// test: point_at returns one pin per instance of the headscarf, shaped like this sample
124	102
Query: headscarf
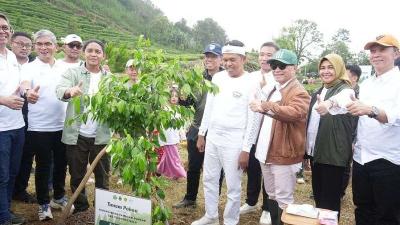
340	69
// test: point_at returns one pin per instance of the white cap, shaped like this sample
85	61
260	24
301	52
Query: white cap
71	38
129	63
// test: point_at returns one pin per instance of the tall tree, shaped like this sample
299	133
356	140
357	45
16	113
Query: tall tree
302	37
208	30
339	45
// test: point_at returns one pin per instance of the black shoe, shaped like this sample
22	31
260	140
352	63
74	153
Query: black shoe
184	204
17	219
24	197
6	223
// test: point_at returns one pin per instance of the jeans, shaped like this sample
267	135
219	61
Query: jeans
11	144
376	193
79	156
48	147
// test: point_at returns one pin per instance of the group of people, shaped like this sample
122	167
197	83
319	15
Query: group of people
34	115
264	123
43	88
267	124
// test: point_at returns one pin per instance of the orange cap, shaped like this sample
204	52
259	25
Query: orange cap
384	40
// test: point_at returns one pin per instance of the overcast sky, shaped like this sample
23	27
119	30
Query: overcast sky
257	21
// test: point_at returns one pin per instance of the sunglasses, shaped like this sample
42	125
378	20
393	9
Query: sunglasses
74	45
281	66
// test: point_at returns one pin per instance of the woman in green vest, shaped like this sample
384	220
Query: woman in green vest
330	132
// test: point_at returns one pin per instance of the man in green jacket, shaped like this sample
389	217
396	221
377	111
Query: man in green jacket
84	140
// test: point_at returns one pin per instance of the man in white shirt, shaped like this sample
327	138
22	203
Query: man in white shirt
45	122
265	77
376	165
228	122
12	124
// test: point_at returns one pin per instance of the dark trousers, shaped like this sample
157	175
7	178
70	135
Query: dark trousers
21	182
79	156
11	143
327	182
346	179
196	159
48	147
376	193
254	183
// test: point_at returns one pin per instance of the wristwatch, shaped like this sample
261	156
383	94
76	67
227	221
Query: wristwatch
374	112
25	92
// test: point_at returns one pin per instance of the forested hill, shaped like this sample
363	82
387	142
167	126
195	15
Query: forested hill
120	21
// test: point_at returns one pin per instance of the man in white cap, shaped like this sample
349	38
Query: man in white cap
72	49
376	160
228	121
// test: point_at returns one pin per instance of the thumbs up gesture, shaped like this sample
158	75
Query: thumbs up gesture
32	95
76	90
13	101
323	106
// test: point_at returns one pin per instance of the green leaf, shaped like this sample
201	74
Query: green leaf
77	104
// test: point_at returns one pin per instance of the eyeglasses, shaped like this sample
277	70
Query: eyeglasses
5	28
281	66
46	44
74	45
21	45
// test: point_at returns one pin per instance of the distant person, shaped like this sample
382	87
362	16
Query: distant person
45	123
21	46
229	124
131	71
12	133
85	140
280	145
330	132
212	63
254	181
354	74
170	163
376	160
397	62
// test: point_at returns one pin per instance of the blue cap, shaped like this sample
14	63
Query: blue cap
213	48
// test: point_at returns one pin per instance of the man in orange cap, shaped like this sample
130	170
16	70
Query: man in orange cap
376	165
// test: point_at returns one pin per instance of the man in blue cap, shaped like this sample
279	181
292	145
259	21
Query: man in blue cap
212	63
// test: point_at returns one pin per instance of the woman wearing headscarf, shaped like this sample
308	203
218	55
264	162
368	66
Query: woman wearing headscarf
330	132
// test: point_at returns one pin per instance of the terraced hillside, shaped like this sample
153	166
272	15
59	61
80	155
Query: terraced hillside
89	19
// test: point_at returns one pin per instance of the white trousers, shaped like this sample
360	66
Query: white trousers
217	157
279	182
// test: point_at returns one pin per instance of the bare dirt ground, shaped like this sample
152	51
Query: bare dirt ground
174	193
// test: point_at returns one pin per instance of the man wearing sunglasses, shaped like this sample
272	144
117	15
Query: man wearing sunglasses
282	127
72	49
21	45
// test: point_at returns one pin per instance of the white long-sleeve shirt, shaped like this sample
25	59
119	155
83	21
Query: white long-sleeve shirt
10	78
376	140
227	116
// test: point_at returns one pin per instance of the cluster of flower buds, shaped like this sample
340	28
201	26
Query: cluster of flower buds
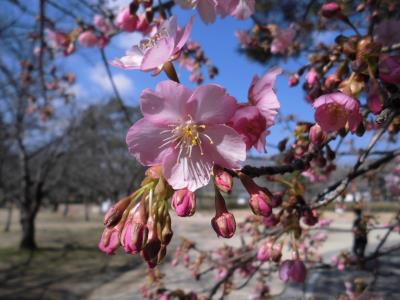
261	201
144	227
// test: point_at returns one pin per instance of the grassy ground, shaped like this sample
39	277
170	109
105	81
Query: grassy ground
67	265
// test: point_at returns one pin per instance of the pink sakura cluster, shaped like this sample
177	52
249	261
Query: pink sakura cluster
210	9
194	135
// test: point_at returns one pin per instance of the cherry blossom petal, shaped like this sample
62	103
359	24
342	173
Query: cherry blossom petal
228	149
132	60
167	105
210	104
170	26
187	172
244	9
207	10
144	140
155	57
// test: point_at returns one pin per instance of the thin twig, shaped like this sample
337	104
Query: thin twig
114	87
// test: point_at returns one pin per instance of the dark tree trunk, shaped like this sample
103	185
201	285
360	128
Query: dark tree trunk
28	230
7	225
87	210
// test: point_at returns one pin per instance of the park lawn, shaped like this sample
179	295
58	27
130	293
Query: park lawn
67	264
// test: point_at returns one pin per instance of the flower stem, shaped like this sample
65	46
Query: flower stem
169	69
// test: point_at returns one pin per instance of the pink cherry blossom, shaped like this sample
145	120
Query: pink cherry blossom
240	9
251	125
374	101
317	135
152	53
207	9
244	9
143	24
312	77
223	222
282	40
60	41
103	25
389	68
184	203
223	180
336	110
387	32
264	252
186	132
252	121
243	38
109	241
126	21
293	270
88	39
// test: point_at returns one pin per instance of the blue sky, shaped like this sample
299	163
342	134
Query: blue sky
220	45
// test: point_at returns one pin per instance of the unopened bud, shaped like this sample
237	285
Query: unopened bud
260	198
310	218
109	241
184	203
317	135
223	223
223	180
135	231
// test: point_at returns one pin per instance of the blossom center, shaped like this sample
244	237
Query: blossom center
148	43
186	136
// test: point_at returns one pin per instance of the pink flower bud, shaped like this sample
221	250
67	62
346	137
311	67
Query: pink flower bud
293	270
153	246
294	80
317	135
277	199
260	198
270	221
109	241
184	203
389	68
103	25
310	218
276	252
223	222
259	204
154	172
88	39
103	41
223	180
264	252
114	214
143	24
312	77
331	10
126	21
135	231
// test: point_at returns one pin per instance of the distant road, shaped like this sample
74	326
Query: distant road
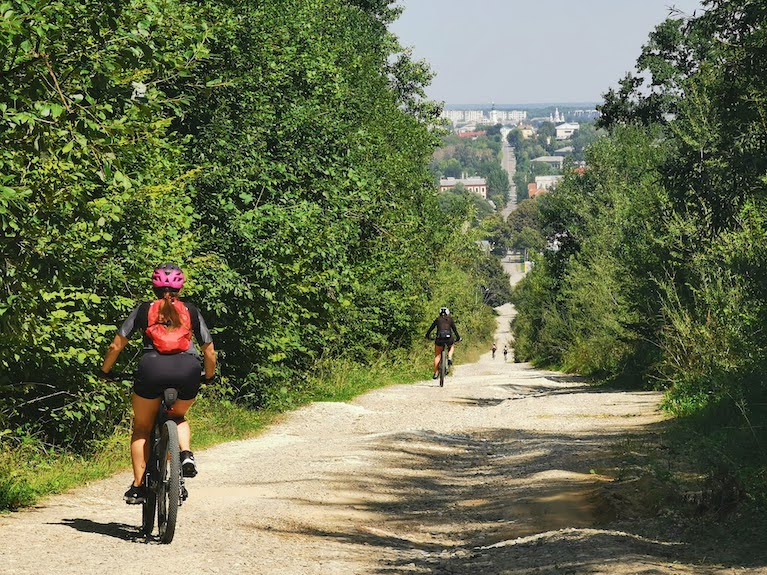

--- Instructions to follow ---
Wherever a line in the listing contains the word "road", copy that line out.

--- Reply to the exercise ---
// test: point_at returns one pin per instance of the distant road, shaped like this sample
Query: distant road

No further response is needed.